[Extrait fourni]
***
Astronomie en Crau,
Phares Navettes

Observer les projecteurs de la Navette Endeavour à plus de 400 km d'altitude.
Saint-Martin de Crau le 3 décembre 2000 à 22h57.

Tout le monde a déjà observé des passages de satellites artificiels. Parmi eux, les Iridiums nous offrent des spectacles époustouflants.
Chacun sait que si on peut voir les satellites, c'est parce qu'ils sont éclaires par le soleil. Il est d'ailleurs toujours impressionnant de les voir disparaître subitement, au moment ou ils entrent dans le cône d'ombre de la terre.
Des éclipses au quotidien en quelque sorte !
Conséquence, en automne et en hiver le soleil étant longtemps bas sous l'horizon, il est impossible de voir des satellites en orbite basse, c'est à dire ceux qu'on voit à l'oeil nu, pendant une bonne partie de la nuit. Voila un fait bien établi.

Et pourtant...

Tout le monde a entendu parle de l'ISS, la Station Internationale, et des Navettes qui vont la ravitailler, à 380 km d'altitude, donc en orbite basse.
Il se trouve que pendant que la navette décharge son matériel, en volant sur le dos, elle passe régulièrement dans l'ombre de la terre.
Résultat, de gros projecteurs éclairent la soute et le bras télémanipulateur pour que le travail se poursuive.
Je laisse à Daniel Deak, spécialiste québécois de l'observation visuelle des satellites artificiels, le soin de nous décrire l'éclairage de la soute.

"J'ai fait un peu de recherche et j'ai trouvé un extrait du manuel de la navette qui parle des systèmes d'éclairage à bord. Pour la soute, il y a bien 6 projecteurs utilisant des lampes à arc. Elles sont au fond de la soute en 2 rangées de 3. Il y a un autre projecteur situé juste derrière la cabine qui est utilisé pour l'amarrage et dirigé vers le haut. Le bras télémanipulateur a lui aussi 2 petits projecteurs situés juste au dessus des caméras du poignet et du coude. Je n'ai cependant pas d'indications concernant la puissance de ces projecteurs."

Cet éclairage peut-il être vu depuis le sol ?
Hé bien oui, Daniel Deak, a réalisé une telle observation le 12 octobre 2000.
Faire ce genre d'observation, voila un beau challenge.
Il faut que plusieurs conditions soient réunies :
Etre sur la trajectoire de la Navette, que ses projecteurs soient éclairés, et qu'il fasse beau.

C'est ce qui s'est produit le dimanche 3 décembre 2000 dans le Sud de la France.

Reprenons le cours des événements.

Après des semaines de pluie et de temps couvert, enfin une soirée avec un ciel dégage. Le vent s'était calmé et l'humidité devait disparaître en début de nuit.
***
[Données enregistrées]
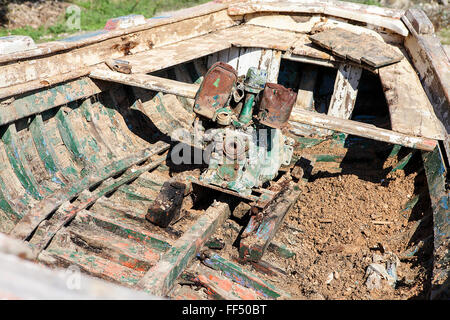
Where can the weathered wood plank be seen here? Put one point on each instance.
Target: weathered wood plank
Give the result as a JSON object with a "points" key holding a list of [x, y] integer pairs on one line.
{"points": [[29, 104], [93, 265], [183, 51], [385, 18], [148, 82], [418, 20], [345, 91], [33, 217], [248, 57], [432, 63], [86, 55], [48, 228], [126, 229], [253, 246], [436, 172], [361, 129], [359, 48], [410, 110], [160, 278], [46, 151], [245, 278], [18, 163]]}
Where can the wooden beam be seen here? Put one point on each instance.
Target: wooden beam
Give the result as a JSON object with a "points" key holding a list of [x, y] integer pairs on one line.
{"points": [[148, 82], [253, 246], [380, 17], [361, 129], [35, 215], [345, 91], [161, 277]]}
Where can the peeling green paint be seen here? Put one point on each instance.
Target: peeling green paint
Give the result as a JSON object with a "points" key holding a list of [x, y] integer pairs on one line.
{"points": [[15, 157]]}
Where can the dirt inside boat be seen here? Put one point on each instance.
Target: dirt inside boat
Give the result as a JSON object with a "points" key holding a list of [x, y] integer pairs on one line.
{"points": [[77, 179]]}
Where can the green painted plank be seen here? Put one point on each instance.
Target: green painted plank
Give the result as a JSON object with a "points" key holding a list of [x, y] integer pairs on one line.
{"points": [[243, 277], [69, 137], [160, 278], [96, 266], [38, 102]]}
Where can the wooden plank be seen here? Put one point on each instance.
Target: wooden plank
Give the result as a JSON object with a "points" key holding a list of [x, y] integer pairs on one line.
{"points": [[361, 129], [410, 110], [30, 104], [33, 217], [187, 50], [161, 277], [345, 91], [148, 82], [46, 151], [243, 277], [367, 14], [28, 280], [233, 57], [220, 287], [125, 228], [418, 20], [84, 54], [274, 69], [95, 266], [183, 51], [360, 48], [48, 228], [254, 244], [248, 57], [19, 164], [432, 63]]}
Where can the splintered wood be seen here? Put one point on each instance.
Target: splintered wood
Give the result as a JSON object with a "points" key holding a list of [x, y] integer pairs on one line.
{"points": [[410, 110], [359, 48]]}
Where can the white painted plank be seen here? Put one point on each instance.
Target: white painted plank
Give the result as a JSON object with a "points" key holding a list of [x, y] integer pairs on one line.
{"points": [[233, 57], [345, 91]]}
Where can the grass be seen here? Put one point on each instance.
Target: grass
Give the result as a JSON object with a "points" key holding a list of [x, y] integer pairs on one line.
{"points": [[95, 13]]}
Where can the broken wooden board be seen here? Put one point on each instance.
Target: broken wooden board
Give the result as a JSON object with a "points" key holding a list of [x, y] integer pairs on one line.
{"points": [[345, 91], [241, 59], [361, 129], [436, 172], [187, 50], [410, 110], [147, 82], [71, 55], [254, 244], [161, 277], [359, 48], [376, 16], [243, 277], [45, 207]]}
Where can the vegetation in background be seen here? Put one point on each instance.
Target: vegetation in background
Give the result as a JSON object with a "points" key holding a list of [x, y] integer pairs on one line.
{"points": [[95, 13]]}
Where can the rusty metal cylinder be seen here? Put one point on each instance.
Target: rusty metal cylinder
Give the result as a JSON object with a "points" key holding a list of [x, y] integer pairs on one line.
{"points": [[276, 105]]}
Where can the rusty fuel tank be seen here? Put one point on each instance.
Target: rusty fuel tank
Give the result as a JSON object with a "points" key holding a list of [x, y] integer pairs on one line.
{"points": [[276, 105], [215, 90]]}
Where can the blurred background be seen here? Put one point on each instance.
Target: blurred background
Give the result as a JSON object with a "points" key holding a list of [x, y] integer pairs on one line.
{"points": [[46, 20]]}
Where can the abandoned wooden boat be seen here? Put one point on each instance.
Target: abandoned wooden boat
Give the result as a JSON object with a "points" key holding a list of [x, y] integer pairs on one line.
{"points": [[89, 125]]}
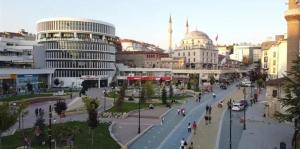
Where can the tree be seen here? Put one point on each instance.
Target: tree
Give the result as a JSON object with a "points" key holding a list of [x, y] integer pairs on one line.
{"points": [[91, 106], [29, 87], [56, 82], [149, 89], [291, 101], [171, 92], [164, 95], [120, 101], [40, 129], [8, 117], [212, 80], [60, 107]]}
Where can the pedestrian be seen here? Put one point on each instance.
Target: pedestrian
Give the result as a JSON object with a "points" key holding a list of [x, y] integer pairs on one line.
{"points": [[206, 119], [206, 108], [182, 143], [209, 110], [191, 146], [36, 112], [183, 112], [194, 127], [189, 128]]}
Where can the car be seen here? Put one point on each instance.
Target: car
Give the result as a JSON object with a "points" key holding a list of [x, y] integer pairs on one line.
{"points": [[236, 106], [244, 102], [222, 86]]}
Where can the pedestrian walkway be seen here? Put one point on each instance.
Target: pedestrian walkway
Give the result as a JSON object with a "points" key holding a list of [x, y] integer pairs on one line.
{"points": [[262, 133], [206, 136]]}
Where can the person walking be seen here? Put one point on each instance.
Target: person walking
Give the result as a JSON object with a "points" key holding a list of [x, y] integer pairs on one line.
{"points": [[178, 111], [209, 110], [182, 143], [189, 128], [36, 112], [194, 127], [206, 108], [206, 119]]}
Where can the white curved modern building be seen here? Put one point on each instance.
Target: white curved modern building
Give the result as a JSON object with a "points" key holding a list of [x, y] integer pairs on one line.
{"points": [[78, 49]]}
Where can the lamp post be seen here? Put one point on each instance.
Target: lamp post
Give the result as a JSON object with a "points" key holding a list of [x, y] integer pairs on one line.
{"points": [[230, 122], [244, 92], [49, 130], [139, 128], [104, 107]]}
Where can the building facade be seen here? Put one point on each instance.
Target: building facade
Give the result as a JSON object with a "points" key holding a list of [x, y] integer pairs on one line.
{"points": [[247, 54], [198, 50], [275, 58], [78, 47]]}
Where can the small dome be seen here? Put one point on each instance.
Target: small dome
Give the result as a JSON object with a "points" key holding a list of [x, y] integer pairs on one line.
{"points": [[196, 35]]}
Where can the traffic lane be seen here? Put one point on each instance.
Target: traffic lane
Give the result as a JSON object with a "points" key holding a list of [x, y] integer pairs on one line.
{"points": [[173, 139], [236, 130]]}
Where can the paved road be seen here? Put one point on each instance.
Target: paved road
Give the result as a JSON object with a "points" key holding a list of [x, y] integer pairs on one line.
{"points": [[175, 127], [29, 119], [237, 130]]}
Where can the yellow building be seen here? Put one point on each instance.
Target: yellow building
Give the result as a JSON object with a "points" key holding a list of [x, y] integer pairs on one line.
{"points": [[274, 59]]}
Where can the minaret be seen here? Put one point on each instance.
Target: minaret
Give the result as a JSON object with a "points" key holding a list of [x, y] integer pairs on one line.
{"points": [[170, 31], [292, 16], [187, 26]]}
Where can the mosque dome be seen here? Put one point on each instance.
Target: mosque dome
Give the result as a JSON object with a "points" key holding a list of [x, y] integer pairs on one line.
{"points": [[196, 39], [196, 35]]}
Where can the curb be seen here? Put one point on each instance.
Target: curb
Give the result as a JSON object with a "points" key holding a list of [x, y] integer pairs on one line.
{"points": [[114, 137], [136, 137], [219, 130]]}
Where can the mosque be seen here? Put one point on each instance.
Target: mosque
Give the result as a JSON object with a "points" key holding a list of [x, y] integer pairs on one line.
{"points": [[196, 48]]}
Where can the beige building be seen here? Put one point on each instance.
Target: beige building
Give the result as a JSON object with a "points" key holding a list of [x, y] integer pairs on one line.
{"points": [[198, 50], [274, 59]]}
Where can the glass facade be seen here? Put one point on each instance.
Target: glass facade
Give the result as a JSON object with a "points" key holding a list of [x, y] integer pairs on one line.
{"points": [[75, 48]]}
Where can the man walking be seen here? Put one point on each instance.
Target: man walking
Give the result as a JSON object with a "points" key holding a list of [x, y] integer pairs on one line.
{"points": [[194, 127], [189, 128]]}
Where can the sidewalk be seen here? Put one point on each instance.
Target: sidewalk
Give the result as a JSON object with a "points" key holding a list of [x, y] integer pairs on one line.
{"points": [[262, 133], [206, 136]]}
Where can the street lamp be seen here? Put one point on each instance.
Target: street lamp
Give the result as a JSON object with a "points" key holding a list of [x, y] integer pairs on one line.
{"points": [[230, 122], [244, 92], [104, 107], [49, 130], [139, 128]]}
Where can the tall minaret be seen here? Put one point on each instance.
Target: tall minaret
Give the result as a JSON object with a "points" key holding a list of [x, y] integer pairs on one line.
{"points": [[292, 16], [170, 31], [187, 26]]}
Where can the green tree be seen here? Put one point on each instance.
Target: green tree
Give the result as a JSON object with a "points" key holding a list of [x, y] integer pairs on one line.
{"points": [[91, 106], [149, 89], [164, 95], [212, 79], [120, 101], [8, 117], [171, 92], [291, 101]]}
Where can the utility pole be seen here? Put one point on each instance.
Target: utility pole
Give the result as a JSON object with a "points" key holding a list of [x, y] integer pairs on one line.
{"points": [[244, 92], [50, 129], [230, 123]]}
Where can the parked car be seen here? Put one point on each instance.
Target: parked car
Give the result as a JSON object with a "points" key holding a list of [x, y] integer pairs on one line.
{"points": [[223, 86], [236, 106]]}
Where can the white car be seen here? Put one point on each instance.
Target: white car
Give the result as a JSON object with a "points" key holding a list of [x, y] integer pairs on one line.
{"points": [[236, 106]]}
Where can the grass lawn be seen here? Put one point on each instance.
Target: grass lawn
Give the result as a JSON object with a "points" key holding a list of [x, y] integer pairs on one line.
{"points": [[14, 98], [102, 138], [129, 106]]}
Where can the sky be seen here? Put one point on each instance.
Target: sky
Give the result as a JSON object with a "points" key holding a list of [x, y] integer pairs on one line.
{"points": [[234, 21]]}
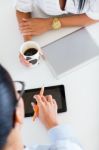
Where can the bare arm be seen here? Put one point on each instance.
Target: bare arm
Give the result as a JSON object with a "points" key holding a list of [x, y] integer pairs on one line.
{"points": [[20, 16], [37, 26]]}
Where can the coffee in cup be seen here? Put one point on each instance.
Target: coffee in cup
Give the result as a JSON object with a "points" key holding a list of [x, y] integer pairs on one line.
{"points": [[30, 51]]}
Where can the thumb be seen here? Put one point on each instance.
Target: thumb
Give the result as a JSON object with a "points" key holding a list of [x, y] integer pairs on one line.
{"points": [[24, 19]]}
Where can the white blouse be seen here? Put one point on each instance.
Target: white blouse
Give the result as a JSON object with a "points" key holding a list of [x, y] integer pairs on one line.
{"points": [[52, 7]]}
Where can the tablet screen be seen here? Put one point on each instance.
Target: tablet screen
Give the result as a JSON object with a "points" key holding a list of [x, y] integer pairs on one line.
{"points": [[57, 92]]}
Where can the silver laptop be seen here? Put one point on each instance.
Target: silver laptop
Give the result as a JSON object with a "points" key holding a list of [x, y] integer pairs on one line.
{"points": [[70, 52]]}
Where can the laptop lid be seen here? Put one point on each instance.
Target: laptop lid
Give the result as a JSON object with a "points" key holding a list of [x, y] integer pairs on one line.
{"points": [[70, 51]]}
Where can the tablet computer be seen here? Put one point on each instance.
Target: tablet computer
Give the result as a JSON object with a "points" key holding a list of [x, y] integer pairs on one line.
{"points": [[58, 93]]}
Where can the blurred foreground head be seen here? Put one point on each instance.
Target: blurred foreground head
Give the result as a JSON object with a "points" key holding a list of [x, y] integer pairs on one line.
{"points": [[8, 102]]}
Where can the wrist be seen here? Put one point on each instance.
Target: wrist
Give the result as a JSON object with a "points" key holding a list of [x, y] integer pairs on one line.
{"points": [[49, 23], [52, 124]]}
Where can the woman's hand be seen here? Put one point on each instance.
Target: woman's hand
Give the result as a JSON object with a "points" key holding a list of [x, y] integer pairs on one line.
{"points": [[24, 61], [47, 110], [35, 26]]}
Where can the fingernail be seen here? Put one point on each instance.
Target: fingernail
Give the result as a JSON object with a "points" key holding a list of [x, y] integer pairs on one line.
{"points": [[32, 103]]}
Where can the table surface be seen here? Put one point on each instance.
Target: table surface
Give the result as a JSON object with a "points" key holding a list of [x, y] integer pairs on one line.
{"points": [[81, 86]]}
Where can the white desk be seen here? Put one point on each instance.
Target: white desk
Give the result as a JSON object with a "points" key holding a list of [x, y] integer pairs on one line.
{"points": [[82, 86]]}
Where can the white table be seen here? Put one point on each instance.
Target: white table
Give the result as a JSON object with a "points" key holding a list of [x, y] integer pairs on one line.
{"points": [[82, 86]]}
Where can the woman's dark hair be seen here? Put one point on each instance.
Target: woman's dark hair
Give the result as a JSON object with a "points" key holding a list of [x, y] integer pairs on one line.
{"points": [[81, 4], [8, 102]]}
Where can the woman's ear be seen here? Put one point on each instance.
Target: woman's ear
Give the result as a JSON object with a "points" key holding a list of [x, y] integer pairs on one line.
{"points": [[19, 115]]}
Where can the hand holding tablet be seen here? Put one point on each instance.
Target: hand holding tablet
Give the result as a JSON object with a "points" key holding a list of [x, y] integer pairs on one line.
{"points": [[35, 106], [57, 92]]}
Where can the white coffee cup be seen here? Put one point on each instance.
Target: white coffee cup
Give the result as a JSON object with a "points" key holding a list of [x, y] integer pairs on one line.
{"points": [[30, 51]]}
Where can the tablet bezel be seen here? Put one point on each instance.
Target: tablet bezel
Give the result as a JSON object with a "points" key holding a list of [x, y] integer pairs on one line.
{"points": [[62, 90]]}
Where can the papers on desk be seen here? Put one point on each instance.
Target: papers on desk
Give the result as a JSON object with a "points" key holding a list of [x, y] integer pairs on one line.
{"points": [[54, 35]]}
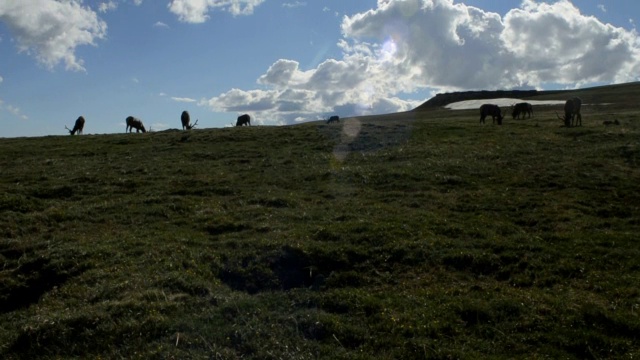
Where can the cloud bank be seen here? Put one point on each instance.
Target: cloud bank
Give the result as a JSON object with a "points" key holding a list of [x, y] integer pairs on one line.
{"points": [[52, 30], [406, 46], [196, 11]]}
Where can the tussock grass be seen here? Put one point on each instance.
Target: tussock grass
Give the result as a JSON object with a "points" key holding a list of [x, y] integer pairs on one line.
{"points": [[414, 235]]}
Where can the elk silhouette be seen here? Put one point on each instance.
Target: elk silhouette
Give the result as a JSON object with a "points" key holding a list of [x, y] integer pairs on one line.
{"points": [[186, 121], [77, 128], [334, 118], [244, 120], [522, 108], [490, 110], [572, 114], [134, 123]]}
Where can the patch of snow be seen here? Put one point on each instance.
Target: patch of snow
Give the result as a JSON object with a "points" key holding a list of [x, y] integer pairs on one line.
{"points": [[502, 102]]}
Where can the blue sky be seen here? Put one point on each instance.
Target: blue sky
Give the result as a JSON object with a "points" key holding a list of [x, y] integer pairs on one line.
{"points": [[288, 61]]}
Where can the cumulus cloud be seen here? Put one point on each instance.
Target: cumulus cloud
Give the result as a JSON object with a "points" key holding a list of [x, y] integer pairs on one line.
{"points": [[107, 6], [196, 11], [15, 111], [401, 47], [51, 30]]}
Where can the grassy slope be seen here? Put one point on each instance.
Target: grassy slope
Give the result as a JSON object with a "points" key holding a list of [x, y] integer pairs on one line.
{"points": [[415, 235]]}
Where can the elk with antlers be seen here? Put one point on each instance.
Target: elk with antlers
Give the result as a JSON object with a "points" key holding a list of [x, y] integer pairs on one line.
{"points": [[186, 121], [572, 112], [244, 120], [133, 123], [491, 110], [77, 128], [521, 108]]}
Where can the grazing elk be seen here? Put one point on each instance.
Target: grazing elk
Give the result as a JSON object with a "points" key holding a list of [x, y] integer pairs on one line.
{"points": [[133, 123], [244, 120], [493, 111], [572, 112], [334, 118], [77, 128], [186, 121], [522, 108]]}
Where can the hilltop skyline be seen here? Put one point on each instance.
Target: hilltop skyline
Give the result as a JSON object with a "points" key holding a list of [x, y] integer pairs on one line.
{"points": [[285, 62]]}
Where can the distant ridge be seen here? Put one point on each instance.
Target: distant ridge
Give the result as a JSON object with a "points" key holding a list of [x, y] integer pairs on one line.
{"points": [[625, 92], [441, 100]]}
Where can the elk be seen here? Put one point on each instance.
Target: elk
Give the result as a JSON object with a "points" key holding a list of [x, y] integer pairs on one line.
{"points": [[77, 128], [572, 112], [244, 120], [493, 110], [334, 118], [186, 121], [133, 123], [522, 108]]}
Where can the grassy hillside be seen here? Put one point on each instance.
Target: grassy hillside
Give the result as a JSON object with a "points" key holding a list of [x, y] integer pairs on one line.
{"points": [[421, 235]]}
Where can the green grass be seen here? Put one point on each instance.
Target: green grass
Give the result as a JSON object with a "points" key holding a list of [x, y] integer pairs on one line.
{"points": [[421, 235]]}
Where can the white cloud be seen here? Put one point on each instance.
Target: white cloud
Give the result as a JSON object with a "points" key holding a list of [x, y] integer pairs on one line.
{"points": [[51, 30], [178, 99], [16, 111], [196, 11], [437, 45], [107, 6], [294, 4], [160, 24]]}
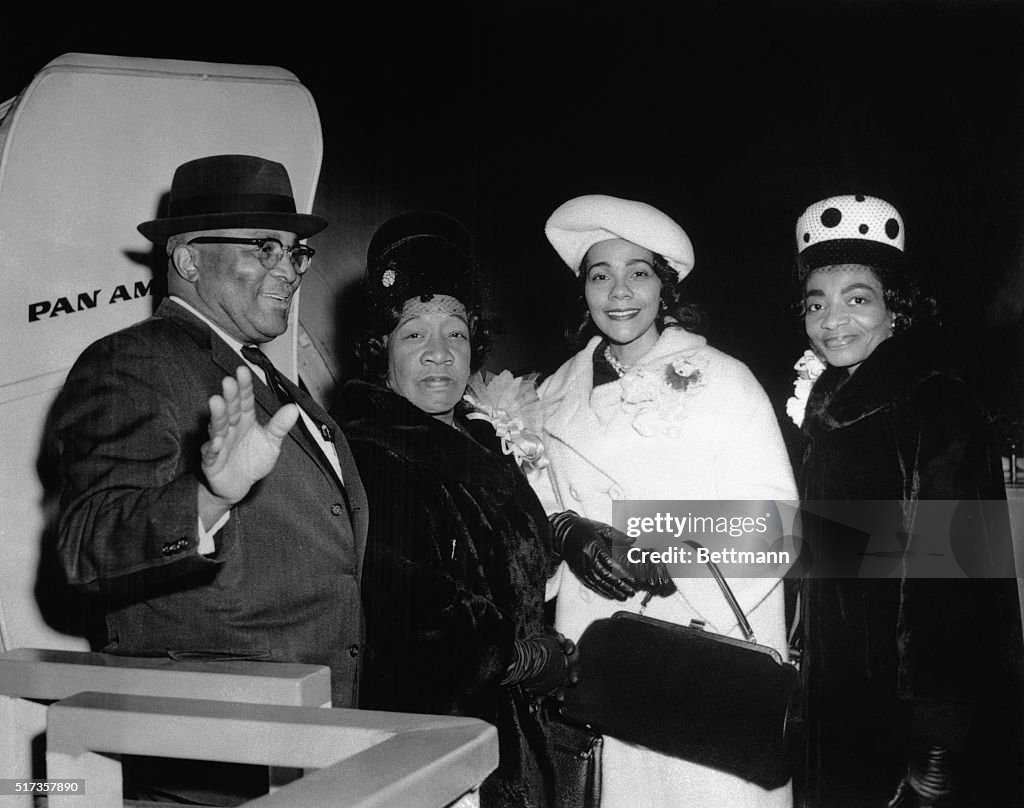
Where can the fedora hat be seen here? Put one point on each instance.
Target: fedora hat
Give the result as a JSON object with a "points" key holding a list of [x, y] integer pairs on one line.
***
[Exercice] Dans l'extrait fourni, reprenez s'il vous plaît le passage compris entre "Et pourtant..." et "de la soute.", bornes incluses, en changeant "soute" en "baie cargo".

[Résultat obtenu]
Et pourtant...

Tout le monde a entendu parle de l'ISS, la Station Internationale, et des Navettes qui vont la ravitailler, à 380 km d'altitude, donc en orbite basse.
Il se trouve que pendant que la navette décharge son matériel, en volant sur le dos, elle passe régulièrement dans l'ombre de la terre.
Résultat, de gros projecteurs éclairent la baie cargo et le bras télémanipulateur pour que le travail se poursuive.
Je laisse à Daniel Deak, spécialiste québécois de l'observation visuelle des satellites artificiels, le soin de nous décrire l'éclairage de la baie cargo.